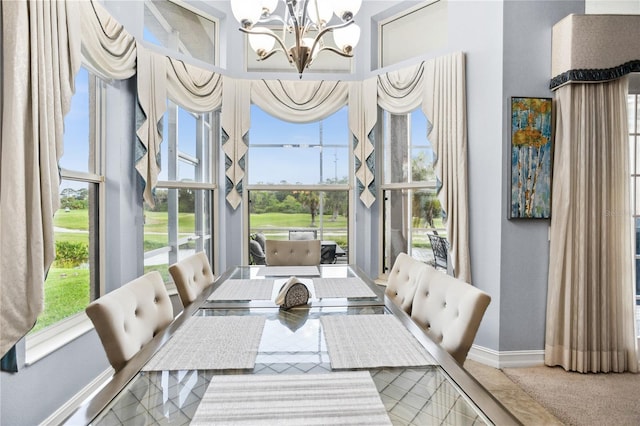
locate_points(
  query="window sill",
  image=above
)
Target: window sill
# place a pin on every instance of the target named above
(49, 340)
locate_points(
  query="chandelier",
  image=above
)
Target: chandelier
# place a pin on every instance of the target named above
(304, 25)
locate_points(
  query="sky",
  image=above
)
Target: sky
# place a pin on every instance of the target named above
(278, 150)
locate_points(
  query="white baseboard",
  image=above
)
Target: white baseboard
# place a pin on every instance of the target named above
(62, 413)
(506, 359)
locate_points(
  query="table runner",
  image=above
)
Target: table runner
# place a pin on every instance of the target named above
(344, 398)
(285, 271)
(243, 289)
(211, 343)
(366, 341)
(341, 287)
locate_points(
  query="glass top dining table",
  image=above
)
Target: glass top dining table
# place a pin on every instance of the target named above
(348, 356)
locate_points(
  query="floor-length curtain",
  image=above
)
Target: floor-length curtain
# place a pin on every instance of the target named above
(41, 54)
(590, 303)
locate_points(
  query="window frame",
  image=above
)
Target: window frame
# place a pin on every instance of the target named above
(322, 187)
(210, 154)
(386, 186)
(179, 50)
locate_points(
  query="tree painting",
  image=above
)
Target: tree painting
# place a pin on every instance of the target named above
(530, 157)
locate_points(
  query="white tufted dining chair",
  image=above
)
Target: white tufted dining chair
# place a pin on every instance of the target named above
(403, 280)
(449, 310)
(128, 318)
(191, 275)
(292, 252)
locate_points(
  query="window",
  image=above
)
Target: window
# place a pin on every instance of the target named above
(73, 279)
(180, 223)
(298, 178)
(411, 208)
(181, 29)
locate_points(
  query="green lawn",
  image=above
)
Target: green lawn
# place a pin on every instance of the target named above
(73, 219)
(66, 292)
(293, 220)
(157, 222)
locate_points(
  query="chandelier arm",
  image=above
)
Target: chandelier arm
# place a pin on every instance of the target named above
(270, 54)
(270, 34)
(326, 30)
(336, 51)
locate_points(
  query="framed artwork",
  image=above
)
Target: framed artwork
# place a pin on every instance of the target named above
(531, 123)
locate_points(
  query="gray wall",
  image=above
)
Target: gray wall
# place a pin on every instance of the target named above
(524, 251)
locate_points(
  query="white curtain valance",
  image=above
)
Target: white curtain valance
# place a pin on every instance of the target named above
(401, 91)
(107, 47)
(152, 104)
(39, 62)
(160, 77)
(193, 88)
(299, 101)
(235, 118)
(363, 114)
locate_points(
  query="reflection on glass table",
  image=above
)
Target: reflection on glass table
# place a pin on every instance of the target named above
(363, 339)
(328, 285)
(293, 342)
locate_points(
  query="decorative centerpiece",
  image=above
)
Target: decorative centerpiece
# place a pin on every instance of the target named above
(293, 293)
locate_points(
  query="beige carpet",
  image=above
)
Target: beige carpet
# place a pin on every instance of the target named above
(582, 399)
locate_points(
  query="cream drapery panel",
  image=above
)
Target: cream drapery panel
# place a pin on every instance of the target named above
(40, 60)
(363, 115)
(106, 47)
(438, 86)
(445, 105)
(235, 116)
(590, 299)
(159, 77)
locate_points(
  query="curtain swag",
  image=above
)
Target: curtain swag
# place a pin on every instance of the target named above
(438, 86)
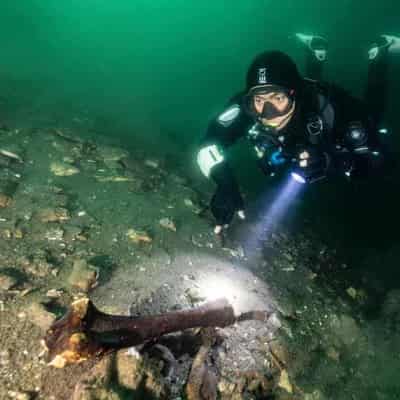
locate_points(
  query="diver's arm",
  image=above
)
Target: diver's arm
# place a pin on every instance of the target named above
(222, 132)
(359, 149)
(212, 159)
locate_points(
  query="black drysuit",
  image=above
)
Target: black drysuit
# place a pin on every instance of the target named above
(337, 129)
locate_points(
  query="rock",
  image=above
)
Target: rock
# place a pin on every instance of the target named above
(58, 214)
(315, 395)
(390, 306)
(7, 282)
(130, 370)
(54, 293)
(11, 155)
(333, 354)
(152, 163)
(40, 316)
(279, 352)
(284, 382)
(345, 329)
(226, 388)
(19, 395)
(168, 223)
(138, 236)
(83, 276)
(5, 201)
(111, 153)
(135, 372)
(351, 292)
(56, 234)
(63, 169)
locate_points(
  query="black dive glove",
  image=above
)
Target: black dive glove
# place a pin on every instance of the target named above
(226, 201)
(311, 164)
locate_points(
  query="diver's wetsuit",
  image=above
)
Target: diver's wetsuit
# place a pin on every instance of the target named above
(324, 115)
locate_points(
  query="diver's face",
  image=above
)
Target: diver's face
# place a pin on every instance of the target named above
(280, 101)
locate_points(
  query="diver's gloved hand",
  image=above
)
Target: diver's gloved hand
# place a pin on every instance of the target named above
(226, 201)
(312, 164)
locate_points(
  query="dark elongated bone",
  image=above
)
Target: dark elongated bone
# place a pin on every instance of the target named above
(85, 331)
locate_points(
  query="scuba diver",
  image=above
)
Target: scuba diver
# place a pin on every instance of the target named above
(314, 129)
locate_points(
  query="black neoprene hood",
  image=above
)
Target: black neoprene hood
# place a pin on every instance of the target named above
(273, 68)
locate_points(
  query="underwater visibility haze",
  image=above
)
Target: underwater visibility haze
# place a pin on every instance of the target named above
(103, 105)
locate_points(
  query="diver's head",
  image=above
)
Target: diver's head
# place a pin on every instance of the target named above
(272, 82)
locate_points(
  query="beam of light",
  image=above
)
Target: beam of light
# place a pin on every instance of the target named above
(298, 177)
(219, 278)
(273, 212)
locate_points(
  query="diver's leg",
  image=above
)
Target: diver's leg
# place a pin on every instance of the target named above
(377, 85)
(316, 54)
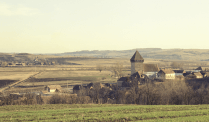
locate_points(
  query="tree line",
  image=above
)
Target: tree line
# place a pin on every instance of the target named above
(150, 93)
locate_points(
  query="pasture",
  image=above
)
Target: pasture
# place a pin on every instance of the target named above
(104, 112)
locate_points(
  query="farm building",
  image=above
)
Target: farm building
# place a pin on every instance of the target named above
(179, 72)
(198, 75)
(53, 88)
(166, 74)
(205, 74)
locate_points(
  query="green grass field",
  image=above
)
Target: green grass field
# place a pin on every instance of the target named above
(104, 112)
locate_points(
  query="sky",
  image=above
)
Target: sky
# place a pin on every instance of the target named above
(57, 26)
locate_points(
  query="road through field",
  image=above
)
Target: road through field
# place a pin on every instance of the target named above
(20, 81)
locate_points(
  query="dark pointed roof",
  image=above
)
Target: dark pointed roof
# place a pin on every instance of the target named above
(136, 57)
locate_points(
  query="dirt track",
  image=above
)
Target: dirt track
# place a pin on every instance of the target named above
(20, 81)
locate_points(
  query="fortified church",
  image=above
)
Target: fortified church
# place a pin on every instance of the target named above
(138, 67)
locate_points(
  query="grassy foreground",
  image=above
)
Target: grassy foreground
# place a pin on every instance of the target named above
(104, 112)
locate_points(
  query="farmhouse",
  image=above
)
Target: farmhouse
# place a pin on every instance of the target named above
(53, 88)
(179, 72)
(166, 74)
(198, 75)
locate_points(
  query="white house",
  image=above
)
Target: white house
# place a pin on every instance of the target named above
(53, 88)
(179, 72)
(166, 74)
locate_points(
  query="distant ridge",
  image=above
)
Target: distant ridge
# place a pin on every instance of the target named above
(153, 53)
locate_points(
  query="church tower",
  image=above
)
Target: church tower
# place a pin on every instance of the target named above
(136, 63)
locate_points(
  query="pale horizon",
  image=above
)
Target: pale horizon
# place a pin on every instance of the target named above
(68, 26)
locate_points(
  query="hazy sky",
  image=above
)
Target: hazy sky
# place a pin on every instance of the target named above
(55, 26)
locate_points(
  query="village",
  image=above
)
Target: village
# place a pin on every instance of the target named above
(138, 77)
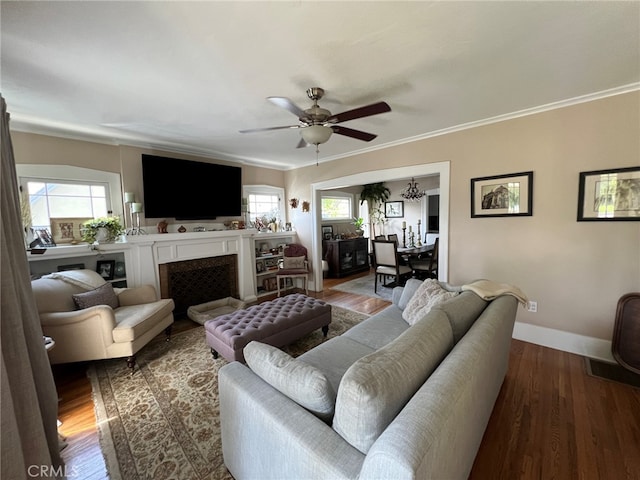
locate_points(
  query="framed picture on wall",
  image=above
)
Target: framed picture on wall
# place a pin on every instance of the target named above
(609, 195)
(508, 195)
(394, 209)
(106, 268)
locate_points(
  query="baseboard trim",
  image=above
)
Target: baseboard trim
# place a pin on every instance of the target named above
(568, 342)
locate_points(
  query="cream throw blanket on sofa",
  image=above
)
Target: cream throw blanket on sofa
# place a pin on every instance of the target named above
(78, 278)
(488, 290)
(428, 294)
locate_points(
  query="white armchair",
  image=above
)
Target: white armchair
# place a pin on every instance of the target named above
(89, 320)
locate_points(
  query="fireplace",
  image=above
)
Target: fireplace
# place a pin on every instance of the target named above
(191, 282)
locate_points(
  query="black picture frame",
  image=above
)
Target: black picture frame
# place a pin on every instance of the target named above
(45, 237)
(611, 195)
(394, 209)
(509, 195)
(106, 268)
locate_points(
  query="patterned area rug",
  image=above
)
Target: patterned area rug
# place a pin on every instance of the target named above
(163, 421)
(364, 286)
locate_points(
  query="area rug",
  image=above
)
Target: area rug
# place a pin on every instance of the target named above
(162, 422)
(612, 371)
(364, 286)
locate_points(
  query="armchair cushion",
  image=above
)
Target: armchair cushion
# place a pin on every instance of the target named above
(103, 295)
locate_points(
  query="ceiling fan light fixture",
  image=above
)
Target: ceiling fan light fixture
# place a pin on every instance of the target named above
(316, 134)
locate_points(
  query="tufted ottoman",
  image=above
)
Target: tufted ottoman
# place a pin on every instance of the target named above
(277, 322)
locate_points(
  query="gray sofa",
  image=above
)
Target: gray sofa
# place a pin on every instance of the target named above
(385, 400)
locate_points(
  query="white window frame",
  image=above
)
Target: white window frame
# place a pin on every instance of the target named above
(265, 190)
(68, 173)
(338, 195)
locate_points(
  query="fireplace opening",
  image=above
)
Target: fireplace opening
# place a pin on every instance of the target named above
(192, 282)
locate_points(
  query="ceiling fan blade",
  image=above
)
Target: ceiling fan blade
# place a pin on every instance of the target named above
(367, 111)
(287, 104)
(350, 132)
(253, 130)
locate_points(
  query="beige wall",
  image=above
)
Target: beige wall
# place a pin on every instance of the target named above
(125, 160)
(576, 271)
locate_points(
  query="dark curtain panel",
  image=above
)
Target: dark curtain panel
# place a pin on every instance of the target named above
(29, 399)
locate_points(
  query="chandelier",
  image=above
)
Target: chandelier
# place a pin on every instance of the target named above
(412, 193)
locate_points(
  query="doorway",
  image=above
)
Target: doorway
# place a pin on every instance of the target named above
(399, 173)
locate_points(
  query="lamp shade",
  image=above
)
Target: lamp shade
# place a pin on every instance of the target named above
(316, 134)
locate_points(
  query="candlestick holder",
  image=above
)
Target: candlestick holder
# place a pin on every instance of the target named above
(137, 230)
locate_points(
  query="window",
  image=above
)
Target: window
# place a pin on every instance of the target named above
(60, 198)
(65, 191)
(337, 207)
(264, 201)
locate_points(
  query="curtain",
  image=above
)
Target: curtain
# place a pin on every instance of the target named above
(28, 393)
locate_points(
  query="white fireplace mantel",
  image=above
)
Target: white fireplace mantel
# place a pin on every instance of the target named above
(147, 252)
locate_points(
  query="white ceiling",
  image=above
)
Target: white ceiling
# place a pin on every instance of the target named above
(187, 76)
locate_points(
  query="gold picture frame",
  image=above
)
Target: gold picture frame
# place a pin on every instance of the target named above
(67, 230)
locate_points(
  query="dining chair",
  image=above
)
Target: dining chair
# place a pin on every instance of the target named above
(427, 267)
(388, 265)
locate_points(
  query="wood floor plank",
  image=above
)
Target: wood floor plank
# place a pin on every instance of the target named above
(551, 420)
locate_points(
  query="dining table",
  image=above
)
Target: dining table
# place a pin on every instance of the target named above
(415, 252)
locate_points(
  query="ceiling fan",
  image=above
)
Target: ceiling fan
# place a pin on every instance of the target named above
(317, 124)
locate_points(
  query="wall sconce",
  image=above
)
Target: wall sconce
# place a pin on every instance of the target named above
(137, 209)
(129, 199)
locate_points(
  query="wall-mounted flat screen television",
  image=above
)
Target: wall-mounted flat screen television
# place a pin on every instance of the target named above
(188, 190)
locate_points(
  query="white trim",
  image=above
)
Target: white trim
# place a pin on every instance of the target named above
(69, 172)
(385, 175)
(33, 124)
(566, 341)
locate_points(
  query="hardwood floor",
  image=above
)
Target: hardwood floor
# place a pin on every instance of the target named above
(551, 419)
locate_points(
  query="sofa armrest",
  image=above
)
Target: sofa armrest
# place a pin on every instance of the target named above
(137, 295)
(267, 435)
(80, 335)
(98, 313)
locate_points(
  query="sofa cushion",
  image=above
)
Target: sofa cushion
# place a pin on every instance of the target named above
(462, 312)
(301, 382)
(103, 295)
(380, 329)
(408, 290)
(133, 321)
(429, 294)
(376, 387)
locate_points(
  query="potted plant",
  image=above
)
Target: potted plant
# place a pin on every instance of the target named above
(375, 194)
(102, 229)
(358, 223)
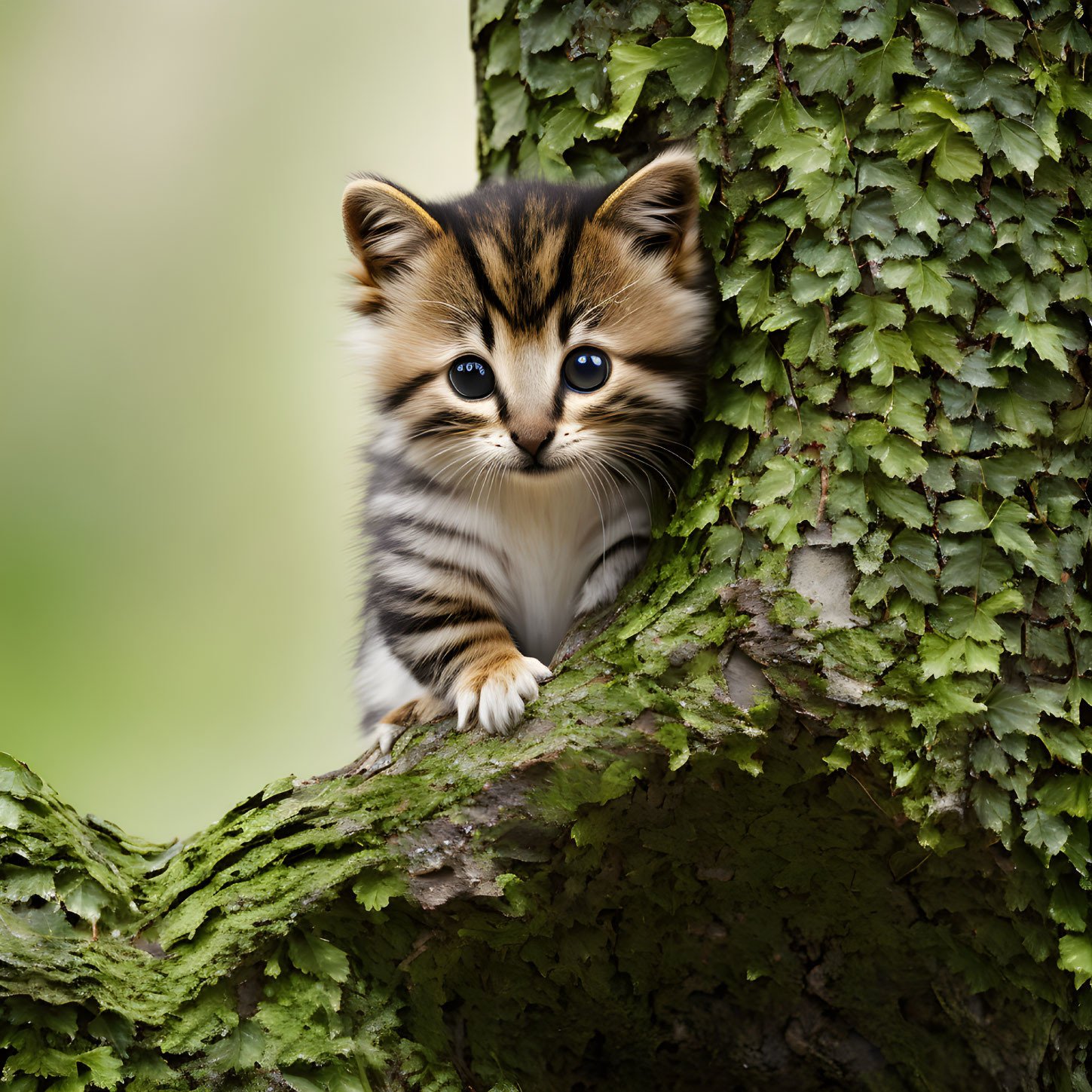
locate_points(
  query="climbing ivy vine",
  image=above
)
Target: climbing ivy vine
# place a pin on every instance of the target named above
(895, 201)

####

▸ **Task to carry out**: Which of the lines above contain the string "artwork"? Pull out each such line in full, and count a match only when the case matches.

▸ **Solution to this problem**:
  query="framed artwork",
Target: framed artwork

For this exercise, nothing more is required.